For Argentina, our comparison will limit itself to the time from the default and depreciation in 2001-02 until the onset of the global financial and economic crisis in 2008. The reason for this choice is twofold: first, most observers see a fundamental shift in Argentina’s macroeconomic policy stance between 2008 and 2010. Second, due to the Argentine government’s interference in statistical measurements beginning in 2007, official data is quite murky and unreliable for the time thereafter.
Our contribution will first outline briefly the Argentinian crisis of 2001-02, the country’s crisis management and its recovery thereafter. In a second step, it will evaluate the degree to which the conditions in Argentina during this time are comparable to those in Greece today.
The origins of Argentina’s 2001-02 crisis
The most widespread narrative of Argentina’s 2001-02 crisis emphasises fiscal mismanagement as the main driver of the crisis.6 It is hard, however, to reconcile this view with actual data. In 1998, when the confidence crisis started, Argentina’s public debt was 38% of GDP, which is a relatively low value according to international standards, even for emerging markets. Until this moment, there was no sign of fiscal policy mismanagement. Since the adoption of the currency board in 1991, the government had been running an average primary surplus of 0.9% of GDP and an average total deficit of only 0.7% of GDP. Fiscal figures began to worsen in 1999. The government accumulated a deficit equivalent to 7.3% of GDP between 1999 and 2001; public debt rose to a peak of 54% of GDP in 2001. This deterioration occurred despite several attempts at fiscal consolidation and was largely due to two factors that were endogenous to the economic and confidence crises. First, tax collection shrank due to the contraction of the economic activity. Second and most significant, the confidence crisis caused a rise in interest rates and thus raised the interest payments on public debt. Thus, fiscal underperformance was more a consequence than a cause of the economic crisis.
The widespread “fiscalist view” of Argentina’s crisis may relate to the fact that the crisis was indeed triggered by the private sector’s concerns about the sustainability of public debt. However, these concerns were based on the fact that 97% of the country’s public debt was denominated in foreign currency. Consequently, fiscal solvency was highly dependent on the maintenance of the fixed exchange rate: if the peso were to be devalued, Argentina’s public debt would become unsustainable. As a series of emerging market countries had started devaluing their currencies beginning in 1997, the fear that Argentina would follow their lead arose and spread in international financial markets. These concerns were not unfounded. There were clear signs that Argentina’s peso was highly overvalued. The degree of real exchange rate overvaluation was in the 30-50% range, and the effects of such an overvaluation were reflected in the dynamics of the balance of payments.7 Since the adoption of the currency board, both the trade balance and the current account had always been negative, except for during the years of economic recession. As a result, external debt increased between 1991 and 2001 from 4.2 to 5.3 times the value of exports.
Thus, Argentina’s crisis was not a fiscal crisis but a balance of payments crisis or, using the jargon adopted for the eurozone, a “sudden-stop” crisis.8 In other words, given the overvaluation of the peso, Argentina could not grow without running increasingly larger current account deficits. The real exchange rate misalignment had to be corrected, and this would make public debt unaffordable.

================

### Written problem A
In the passage on Argentina's 2001-02 crisis, what share of the country's public debt was denominated in foreign currency?
### Written problem B
Transcribe the passage on Argentina's 2001-02 crisis starting at the words "Thus, Argentina’s crisis" and stopping after the words "public debt unaffordable.".

### Excerpted records
================

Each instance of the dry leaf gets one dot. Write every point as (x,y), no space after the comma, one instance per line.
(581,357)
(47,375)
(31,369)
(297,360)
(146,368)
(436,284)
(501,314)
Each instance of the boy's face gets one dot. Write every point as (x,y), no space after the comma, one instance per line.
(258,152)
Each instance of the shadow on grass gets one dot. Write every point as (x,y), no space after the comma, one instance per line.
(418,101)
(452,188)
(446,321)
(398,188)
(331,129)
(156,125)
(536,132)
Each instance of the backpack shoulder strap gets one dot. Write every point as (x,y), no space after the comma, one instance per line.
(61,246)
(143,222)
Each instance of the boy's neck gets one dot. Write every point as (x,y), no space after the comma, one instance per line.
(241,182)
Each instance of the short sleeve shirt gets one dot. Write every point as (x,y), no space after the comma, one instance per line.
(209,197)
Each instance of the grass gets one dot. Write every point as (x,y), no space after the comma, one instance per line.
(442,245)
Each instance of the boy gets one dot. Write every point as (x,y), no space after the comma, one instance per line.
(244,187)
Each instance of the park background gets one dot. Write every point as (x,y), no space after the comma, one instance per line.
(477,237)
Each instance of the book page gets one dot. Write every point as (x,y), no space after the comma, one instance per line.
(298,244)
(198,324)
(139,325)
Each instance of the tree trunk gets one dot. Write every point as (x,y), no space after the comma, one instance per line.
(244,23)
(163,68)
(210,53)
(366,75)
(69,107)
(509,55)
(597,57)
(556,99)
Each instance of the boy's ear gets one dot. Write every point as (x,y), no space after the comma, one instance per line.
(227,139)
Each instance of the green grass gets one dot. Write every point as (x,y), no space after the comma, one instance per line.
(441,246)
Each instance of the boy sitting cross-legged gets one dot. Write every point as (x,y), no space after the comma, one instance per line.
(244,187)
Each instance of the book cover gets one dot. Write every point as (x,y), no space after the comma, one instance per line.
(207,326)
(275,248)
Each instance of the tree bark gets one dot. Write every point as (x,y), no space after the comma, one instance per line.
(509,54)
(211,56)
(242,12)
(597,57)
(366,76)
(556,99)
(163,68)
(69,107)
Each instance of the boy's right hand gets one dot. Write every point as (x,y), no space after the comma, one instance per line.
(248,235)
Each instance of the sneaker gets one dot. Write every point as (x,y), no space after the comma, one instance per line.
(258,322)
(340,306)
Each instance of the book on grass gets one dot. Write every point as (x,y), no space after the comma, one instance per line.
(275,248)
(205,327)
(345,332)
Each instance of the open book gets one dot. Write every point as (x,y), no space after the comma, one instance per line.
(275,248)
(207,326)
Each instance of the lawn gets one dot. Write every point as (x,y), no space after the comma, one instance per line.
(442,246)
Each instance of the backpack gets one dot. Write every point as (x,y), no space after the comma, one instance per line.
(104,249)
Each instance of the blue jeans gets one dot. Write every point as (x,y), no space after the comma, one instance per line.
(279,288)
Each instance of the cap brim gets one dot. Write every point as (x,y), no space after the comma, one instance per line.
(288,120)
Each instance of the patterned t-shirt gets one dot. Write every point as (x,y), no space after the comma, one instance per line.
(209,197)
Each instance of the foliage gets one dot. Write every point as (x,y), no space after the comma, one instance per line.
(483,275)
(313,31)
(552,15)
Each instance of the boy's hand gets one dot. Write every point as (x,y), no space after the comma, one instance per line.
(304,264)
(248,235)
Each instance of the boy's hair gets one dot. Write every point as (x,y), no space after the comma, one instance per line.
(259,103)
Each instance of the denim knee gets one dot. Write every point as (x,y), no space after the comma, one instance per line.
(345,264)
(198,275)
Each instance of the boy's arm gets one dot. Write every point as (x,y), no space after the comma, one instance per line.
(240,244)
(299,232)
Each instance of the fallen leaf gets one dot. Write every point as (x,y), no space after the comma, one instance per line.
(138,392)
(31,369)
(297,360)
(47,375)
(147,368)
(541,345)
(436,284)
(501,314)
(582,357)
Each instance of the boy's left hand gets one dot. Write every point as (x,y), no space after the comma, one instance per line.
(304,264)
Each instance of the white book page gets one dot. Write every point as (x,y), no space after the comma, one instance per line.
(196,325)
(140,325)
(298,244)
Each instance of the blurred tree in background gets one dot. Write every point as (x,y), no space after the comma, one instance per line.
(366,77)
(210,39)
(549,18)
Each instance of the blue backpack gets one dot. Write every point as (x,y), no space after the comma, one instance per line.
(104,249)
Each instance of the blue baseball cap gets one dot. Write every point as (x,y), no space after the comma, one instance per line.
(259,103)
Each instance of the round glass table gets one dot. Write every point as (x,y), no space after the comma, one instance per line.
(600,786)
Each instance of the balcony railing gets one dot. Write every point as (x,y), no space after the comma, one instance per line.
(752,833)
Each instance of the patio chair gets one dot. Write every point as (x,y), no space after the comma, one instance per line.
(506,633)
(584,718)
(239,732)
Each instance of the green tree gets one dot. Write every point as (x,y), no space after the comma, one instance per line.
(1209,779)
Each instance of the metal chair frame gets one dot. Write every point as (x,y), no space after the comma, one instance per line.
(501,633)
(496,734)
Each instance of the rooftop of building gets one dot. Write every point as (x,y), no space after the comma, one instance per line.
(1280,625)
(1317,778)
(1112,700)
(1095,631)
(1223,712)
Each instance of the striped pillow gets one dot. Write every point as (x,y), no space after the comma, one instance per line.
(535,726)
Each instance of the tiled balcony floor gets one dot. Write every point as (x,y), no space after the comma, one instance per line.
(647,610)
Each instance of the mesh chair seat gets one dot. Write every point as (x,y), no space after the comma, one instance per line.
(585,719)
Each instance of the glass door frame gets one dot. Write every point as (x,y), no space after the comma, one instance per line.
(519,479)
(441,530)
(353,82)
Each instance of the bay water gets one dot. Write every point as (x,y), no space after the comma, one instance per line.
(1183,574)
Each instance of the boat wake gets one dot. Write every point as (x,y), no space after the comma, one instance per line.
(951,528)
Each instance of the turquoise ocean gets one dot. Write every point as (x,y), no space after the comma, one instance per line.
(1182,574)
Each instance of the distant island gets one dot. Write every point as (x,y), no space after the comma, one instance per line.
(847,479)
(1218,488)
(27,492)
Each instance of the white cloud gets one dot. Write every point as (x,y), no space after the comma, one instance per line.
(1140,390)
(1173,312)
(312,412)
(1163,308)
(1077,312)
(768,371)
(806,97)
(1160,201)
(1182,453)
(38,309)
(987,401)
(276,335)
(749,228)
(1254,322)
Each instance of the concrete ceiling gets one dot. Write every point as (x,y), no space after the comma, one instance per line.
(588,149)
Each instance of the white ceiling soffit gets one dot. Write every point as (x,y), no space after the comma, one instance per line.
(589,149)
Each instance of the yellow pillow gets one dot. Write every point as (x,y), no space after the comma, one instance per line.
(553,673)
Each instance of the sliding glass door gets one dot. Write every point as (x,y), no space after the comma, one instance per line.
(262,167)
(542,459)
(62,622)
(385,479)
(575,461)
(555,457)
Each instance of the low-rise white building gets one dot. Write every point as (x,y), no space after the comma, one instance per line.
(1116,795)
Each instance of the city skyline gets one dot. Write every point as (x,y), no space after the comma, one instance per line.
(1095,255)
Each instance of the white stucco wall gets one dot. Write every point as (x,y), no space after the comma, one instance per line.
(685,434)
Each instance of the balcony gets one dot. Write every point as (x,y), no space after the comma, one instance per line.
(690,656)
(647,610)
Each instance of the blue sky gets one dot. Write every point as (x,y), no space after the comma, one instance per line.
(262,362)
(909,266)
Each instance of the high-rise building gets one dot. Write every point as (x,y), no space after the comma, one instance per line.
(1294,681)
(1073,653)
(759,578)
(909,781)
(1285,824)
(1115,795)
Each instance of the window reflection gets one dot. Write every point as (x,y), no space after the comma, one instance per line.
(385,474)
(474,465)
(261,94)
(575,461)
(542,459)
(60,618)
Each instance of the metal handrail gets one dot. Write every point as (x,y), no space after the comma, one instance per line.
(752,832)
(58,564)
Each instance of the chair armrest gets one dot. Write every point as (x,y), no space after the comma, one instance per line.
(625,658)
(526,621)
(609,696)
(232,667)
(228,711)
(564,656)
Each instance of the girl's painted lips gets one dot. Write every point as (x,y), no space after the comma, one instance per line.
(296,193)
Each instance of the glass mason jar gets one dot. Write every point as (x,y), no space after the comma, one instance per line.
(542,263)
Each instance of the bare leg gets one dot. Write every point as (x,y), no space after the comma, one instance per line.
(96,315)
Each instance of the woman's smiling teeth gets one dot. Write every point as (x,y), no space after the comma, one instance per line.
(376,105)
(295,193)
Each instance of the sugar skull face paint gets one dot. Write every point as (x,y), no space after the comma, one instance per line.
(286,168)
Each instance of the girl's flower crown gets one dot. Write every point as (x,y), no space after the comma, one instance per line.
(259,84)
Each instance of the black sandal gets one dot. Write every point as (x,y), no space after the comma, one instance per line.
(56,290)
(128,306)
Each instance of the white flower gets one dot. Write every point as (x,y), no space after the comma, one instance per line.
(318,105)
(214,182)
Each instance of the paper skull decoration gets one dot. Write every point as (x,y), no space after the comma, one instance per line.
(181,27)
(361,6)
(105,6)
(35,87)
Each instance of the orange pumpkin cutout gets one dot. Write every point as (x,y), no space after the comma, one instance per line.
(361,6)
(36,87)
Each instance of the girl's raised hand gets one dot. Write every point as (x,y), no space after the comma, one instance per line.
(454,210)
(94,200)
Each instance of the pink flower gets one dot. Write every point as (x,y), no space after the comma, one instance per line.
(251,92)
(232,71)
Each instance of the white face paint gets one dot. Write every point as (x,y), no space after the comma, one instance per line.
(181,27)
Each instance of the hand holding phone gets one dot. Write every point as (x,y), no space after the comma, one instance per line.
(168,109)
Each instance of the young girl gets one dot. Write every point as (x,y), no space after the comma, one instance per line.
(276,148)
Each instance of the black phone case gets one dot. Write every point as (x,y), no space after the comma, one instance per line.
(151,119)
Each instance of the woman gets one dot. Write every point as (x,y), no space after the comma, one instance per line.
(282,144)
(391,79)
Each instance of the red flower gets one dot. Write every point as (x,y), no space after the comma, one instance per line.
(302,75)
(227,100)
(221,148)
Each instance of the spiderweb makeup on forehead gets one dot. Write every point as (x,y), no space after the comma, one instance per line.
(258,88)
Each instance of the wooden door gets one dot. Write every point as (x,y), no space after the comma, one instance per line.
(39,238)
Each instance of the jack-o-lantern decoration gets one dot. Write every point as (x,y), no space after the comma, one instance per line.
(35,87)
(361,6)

================

### Written solution A
97%

### Written solution B
Thus, Argentina’s crisis was not a fiscal crisis but a balance of payments crisis or, using the jargon adopted for the eurozone, a “sudden-stop” crisis.8 In other words, given the overvaluation of the peso, Argentina could not grow without running increasingly larger current account deficits. The real exchange rate misalignment had to be corrected, and this would make public debt unaffordable.